Stored data
########################################

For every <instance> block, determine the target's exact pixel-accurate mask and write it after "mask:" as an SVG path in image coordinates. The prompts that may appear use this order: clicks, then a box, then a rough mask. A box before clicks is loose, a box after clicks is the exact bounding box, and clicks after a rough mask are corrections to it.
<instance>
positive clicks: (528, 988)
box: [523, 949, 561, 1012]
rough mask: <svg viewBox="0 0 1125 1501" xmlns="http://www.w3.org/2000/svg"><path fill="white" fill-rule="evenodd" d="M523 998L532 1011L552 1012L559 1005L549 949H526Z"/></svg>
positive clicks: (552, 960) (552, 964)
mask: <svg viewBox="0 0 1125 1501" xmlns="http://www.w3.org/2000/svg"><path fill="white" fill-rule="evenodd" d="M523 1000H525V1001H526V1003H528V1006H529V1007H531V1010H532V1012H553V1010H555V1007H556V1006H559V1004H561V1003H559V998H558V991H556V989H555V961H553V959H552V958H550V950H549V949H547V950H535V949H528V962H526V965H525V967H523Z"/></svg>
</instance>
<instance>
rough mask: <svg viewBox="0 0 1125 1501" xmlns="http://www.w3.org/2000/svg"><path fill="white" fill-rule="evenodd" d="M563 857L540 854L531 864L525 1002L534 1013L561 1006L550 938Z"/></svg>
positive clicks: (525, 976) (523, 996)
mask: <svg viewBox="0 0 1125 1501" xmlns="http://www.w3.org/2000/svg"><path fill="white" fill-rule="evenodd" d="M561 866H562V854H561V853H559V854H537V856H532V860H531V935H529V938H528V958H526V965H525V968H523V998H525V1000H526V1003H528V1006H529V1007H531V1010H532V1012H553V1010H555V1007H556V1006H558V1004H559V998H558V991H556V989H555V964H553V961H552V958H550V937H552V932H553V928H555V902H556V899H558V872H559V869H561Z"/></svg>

########################################

Aim of the exercise
All of the records shown above should be reproduced exactly.

Task response
For every <instance> block, determine the target's exact pixel-accurate mask and write it after "mask:" as an SVG path in image coordinates. The prompts that may appear use this order: clicks, then a box, then a rough mask. A box before clicks is loose, a box after clicks is the exact bounding box, and clicks after a rough mask are corrections to it.
<instance>
positive clicks: (528, 988)
box: [523, 949, 561, 1012]
rough mask: <svg viewBox="0 0 1125 1501" xmlns="http://www.w3.org/2000/svg"><path fill="white" fill-rule="evenodd" d="M523 998L532 1011L552 1012L559 1005L549 949H526Z"/></svg>
positive clicks: (552, 960) (552, 964)
mask: <svg viewBox="0 0 1125 1501" xmlns="http://www.w3.org/2000/svg"><path fill="white" fill-rule="evenodd" d="M523 1000H525V1001H526V1003H528V1006H529V1007H531V1010H532V1012H553V1010H555V1007H556V1006H559V1004H561V1003H559V998H558V991H556V989H555V961H553V959H552V958H550V950H549V949H547V950H535V949H528V962H526V965H525V967H523Z"/></svg>
</instance>
<instance>
rough mask: <svg viewBox="0 0 1125 1501" xmlns="http://www.w3.org/2000/svg"><path fill="white" fill-rule="evenodd" d="M563 857L540 854L531 864L525 1002L534 1013L561 1006L550 938Z"/></svg>
positive clicks: (525, 976) (523, 996)
mask: <svg viewBox="0 0 1125 1501" xmlns="http://www.w3.org/2000/svg"><path fill="white" fill-rule="evenodd" d="M561 866H562V854H561V853H559V854H537V856H532V860H531V935H529V938H528V958H526V965H525V968H523V998H525V1000H526V1003H528V1006H529V1007H531V1010H532V1012H553V1010H555V1007H556V1006H558V1004H559V998H558V991H556V989H555V964H553V961H552V958H550V937H552V932H553V928H555V902H556V899H558V872H559V869H561Z"/></svg>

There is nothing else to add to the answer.